DATA PROVIDED:
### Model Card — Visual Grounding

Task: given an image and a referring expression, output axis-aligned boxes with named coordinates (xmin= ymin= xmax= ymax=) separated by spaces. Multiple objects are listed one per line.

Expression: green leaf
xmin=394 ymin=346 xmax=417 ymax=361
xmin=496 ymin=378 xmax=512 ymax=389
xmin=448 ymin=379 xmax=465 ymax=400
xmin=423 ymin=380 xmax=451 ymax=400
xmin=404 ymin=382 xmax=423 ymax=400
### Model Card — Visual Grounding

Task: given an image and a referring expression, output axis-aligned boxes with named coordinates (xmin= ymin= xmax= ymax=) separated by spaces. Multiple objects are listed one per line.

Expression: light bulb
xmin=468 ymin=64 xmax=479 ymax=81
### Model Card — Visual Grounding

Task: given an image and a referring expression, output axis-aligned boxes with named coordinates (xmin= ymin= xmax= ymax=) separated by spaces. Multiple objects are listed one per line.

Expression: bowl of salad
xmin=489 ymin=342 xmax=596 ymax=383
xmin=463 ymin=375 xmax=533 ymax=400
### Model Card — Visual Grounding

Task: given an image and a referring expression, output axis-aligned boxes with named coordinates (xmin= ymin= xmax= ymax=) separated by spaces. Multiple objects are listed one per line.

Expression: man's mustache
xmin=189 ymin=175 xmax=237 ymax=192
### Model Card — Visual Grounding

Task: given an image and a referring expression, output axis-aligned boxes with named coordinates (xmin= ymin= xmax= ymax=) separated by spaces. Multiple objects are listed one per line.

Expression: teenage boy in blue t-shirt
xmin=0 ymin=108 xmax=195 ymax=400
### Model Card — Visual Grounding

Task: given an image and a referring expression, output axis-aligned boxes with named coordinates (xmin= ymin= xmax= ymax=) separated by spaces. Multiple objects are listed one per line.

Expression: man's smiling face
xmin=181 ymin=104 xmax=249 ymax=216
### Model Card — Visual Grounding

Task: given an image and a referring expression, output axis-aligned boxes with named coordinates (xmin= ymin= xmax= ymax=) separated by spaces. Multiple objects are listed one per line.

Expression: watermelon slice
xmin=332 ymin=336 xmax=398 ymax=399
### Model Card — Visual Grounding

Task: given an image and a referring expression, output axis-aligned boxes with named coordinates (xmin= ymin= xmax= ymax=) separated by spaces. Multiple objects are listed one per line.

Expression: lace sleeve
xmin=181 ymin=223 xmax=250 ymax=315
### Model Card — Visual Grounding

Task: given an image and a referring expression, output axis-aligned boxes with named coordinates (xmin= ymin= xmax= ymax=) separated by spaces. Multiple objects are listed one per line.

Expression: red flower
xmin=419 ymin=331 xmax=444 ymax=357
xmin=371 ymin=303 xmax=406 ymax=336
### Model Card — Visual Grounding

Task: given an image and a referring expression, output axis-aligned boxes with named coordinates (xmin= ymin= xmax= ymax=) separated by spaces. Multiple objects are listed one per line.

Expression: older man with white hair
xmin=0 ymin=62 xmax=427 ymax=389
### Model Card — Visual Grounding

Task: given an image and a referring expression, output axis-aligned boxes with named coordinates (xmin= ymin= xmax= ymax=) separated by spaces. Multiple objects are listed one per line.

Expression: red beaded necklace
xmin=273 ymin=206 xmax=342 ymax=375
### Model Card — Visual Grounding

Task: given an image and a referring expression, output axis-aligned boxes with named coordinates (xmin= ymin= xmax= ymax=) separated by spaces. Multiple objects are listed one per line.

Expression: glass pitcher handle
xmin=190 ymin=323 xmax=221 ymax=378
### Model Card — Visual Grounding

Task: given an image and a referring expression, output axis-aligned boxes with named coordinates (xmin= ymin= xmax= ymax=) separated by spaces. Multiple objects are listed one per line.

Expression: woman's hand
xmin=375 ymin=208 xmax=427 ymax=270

GIVEN PROBLEM: Rewrite all the records above, renaming "Visual Grounding" to "Phrase Grounding" wherever it occurs and leaving everything else as it is.

WRITTEN REPLY:
### Model Card — Phrase Grounding

Task: given an image and a referring expression, output axis-aligned boxes with named coordinates (xmin= ymin= xmax= ymax=) separated by spaces. Multiple objects are listed one per line.

Expression: green leaf
xmin=394 ymin=346 xmax=417 ymax=361
xmin=496 ymin=378 xmax=512 ymax=389
xmin=448 ymin=379 xmax=465 ymax=400
xmin=423 ymin=380 xmax=451 ymax=400
xmin=404 ymin=382 xmax=423 ymax=400
### Model Card — Phrase Grounding

Task: given an image and a referring expression, output axis-aligned boxes with named coordinates (xmin= ymin= xmax= ymax=) separated by spaces. Multiple objects are listed one per line.

Expression: light bulb
xmin=468 ymin=64 xmax=479 ymax=81
### Model Card — Phrase Grounding

Task: given an image and a referring expression, output axis-aligned boxes with named coordinates (xmin= ymin= xmax= ymax=) separated by spaces. Multiple objects are listed one per line.

Expression: bowl of salad
xmin=489 ymin=342 xmax=596 ymax=383
xmin=463 ymin=375 xmax=533 ymax=400
### Model Card — Phrase Grounding

Task: given an image and a referring expression, output axis-aligned boxes with named coordinates (xmin= ymin= xmax= ymax=) separated by spaces. Multiple objects are listed one per line.

Expression: man's mustache
xmin=189 ymin=175 xmax=237 ymax=192
### Model Card — Phrase Grounding

Task: given an image and a referring expression, output axis-aligned boxes with named coordinates (xmin= ymin= xmax= ymax=) separated by spaces. Multiple objects are listed one per line.

Expression: teenage boy in blue t-shirt
xmin=0 ymin=108 xmax=195 ymax=400
### Model Card — Phrase Grounding

Task: given an image and a referring expression, output axis-aligned boxes with named coordinates (xmin= ymin= xmax= ymax=) separated by spaces. Multiple objects are listed one per line.

Expression: man's smiling face
xmin=181 ymin=104 xmax=249 ymax=216
### Model Card — Phrase Grounding

Task: given an image and a referring expression, output axis-aligned boxes with named coordinates (xmin= ymin= xmax= ymax=) separated by spaces. Multiple objects are listed one per line.

Expression: watermelon slice
xmin=332 ymin=336 xmax=398 ymax=399
### Model Card — Phrase Grounding

Task: given an image and a referring expression, output axis-aligned boxes with named coordinates (xmin= ymin= xmax= ymax=) separated by spaces. Multiple objects are listed one per line.

Expression: lace sleeve
xmin=181 ymin=223 xmax=250 ymax=315
### Model Card — Phrase Grounding

Task: given an image and a referring expression, output axis-aligned boxes with named coordinates (xmin= ymin= xmax= ymax=) separated by spaces. Multiple objects are listed one per line.

Expression: red flower
xmin=419 ymin=331 xmax=444 ymax=357
xmin=371 ymin=303 xmax=406 ymax=336
### Model Card — Phrase Grounding

Task: given an image and a referring expression, output axis-aligned boxes with named coordinates (xmin= ymin= xmax= ymax=) separated by spaces. Multiple objects are listed one per line.

Expression: older man with white hair
xmin=0 ymin=62 xmax=427 ymax=389
### Model Card — Phrase Grounding

Task: given an image and a referring expression, output axis-aligned boxes with named coordinates (xmin= ymin= xmax= ymax=) separated by spaces. Multiple objects are listed one per line.

Expression: red beaded necklace
xmin=273 ymin=206 xmax=342 ymax=375
### Model Card — Phrase Grounding

Task: given an image and a referring expression, output axis-aligned boxes with named coordinates (xmin= ymin= xmax= ymax=) separated by spaces. Multiple objects are listed one per line.

Expression: glass pitcher handle
xmin=190 ymin=323 xmax=221 ymax=378
### Model Card — Phrase Grounding

Task: given an image and a referring expression, output axis-aligned boxes with named coordinates (xmin= ymin= xmax= ymax=) separated by spaces. Multiple objects are listed one per line.

Expression: woman's hand
xmin=375 ymin=208 xmax=427 ymax=270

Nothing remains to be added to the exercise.